[The tasks]:
**a.** Which system components does claim 11 of the patent claims list?
**b.** Reproduce the patent claims word for word, from "12. The system" up to and including "recognized voice commands.".

----- Document

4. The method of claim 3, wherein normal interaction with the firmware is enabled if, during the enable time period, no audio voice enable command is received and a key stroke enable or a mouse click enable command is received.

5. The method of claim 1, wherein the firmware comprises basic input/output system (BIOS) code.

6. The method of claim 1, wherein the firmware comprises Extensible Firmware Interface (EFI) code.

7. The method of claim 2, wherein the compatible voice command data for the voice command recognition engine is remotely coupled to the system on a communication interface.

8. The method of claim 7, wherein the voice response data from the voice output engine is coupled to a user remote from the system on a communication interface.

9. The method of claim 1, wherein the firmware has executable system functions for generating user outputs which do not require loading of an operating system to execute.

10. The method of claim 9, wherein the user outputs are accessed and converted to voice outputs when the audio voice enable command is received during an enable time period and visually displayed when an audio voice enable command is not received during the enable time period.

11. A system with firmware used to set hardware configurations for the system comprising: a CPU for executing firmware code to boot-up the system; a recordable storage media for the firmware code coupled to the CPU; a voice command recognition engine imbedded in the firmware; and a voice output engine imbedded in the firmware for generating voice response data in response to recognized voice input commands.

12. The system of claim 11 further comprising: microphone circuitry coupled to a microphone and the voice command recognition engine for receiving audio voice commands from a user of the system and generating compatible voice command data for the voice command recognition engine; and speaker circuitry coupled to a speaker and the voice output engine for receiving voice output data from the voice output engine and generating voice response outputs for the user of the system in response to recognized voice commands.

13. The system of claim 11, wherein the voice command recognition engine and the voice output engine are enabled to interact with the firmware when the audio voice enable command is received by the voice command recognition engine within an enable time period for receiving requests to interact with the firmware.

----------
----- Dataset content

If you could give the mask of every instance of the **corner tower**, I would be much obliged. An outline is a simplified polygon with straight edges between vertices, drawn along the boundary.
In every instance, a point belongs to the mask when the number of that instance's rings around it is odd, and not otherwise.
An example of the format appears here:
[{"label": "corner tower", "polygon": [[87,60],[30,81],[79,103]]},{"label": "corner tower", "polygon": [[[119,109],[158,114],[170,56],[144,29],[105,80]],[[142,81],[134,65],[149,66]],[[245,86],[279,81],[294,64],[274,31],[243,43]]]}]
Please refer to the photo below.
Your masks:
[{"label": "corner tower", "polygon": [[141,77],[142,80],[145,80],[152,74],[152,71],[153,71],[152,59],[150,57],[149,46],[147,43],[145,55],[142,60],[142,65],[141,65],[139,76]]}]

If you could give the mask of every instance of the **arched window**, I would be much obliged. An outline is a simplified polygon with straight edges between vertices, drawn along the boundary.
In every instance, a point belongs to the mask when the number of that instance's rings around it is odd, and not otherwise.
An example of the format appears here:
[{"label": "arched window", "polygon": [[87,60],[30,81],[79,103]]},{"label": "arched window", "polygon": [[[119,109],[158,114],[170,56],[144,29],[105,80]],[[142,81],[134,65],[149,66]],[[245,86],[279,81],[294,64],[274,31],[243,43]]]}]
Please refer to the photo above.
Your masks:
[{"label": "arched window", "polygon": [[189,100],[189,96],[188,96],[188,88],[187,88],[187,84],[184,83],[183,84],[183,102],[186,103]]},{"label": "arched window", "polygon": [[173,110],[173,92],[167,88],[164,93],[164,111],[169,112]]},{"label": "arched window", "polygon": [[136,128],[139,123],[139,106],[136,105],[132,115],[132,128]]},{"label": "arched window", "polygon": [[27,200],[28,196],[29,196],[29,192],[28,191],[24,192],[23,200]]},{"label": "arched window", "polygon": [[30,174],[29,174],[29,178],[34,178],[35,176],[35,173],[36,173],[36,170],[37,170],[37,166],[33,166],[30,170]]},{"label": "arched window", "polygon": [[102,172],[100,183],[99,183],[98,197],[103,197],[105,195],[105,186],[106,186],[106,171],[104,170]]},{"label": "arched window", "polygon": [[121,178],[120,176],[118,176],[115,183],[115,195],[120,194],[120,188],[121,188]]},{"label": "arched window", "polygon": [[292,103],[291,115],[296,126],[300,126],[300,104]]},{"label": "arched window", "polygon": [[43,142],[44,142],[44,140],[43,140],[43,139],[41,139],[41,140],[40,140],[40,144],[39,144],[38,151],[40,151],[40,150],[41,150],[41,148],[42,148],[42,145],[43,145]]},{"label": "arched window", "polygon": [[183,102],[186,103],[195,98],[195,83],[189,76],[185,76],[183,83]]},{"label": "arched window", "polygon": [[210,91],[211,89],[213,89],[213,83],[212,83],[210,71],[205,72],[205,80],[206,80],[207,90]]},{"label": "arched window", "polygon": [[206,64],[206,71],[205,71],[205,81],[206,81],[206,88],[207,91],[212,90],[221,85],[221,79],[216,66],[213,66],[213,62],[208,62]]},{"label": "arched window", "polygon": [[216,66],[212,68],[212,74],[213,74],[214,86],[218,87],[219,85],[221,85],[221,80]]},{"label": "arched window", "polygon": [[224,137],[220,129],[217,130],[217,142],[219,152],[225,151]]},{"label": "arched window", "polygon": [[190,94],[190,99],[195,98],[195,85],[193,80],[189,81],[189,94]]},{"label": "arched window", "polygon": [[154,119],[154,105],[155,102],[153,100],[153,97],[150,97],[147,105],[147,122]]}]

----------

[Solutions by task]:
**a.**
- A CPU for executing firmware code to boot-up the system
- A recordable storage media for the firmware code coupled to the CPU
- A voice command recognition engine imbedded in the firmware
- A voice output engine imbedded in the firmware for generating voice response data in response to recognized voice input commands

**b.**
12. The system of claim 11 further comprising: microphone circuitry coupled to a microphone and the voice command recognition engine for receiving audio voice commands from a user of the system and generating compatible voice command data for the voice command recognition engine; and speaker circuitry coupled to a speaker and the voice output engine for receiving voice output data from the voice output engine and generating voice response outputs for the user of the system in response to recognized voice commands.